PAGE:

^^^^^^^^

Saturday

Well, the first posting was very challenging because it sets the tone for this whole damned blog. Will it be pretentious or honest? Conversational? Intellectual? Poetical? And I have to work hard to become more computer savvy.

So I began with something a little poetical, something that soars to the heavens. But now it is time to come back down to earth.

Down to business. What did I read this week?

Since uni is back for the year, and I have to start tutoring next week, I was rather overwhelmed by THE INSTITUTION in which I now find myself. Bureaucratic paperwork, inductions and seminars. A lecture to attend. The Deakin Philosophical Society reconvened. The air is thick with optimism and expectation. By Wednesday evening I was having difficulty breathing.

The great throng of humanity pressed about me. So I found solace in 19th century Russia.
Gorky - "My Childhood"

^^^^^^^^

EXTRACTED ENTRIES:
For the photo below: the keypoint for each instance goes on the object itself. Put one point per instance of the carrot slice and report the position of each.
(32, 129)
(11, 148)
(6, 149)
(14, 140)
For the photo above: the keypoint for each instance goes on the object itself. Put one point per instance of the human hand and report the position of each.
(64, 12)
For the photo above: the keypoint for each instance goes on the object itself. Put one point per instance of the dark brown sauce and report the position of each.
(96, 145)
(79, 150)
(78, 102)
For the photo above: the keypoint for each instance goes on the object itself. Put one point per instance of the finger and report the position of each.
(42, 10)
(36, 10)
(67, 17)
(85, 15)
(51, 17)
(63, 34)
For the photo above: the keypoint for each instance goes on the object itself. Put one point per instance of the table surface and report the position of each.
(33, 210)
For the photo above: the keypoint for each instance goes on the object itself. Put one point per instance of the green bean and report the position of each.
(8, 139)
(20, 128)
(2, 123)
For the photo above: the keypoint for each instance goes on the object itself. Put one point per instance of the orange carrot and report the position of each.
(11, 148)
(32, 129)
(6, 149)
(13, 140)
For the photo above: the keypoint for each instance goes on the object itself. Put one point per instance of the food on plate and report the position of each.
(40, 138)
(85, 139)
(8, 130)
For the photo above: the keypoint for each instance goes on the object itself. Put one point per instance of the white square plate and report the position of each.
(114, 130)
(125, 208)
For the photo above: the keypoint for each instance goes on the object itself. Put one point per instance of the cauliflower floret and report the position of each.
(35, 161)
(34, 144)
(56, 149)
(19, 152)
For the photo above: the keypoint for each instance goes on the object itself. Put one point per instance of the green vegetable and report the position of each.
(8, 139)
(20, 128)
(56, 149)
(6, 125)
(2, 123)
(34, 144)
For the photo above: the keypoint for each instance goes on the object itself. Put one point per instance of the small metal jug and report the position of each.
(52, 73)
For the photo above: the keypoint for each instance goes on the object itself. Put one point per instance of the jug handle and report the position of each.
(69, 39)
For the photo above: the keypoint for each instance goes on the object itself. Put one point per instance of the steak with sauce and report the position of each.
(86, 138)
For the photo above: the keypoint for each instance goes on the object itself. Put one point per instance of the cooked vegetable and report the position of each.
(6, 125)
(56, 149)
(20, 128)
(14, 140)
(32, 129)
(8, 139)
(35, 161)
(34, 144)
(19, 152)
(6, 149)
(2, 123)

^^^^^^^^

SHORT TASK 1: Reproduce the full blog post above, word for word.
SHORT TASK 2: How many lines in the rows contain the string "green"? Reply with the number alone.
The rows are unrelated to the blog post.

EXERCISE ANSWER 1:
Saturday

Well, the first posting was very challenging because it sets the tone for this whole damned blog. Will it be pretentious or honest? Conversational? Intellectual? Poetical? And I have to work hard to become more computer savvy.

So I began with something a little poetical, something that soars to the heavens. But now it is time to come back down to earth.

Down to business. What did I read this week?

Since uni is back for the year, and I have to start tutoring next week, I was rather overwhelmed by THE INSTITUTION in which I now find myself. Bureaucratic paperwork, inductions and seminars. A lecture to attend. The Deakin Philosophical Society reconvened. The air is thick with optimism and expectation. By Wednesday evening I was having difficulty breathing.

The great throng of humanity pressed about me. So I found solace in 19th century Russia.
Gorky - "My Childhood"

EXERCISE ANSWER 2: 2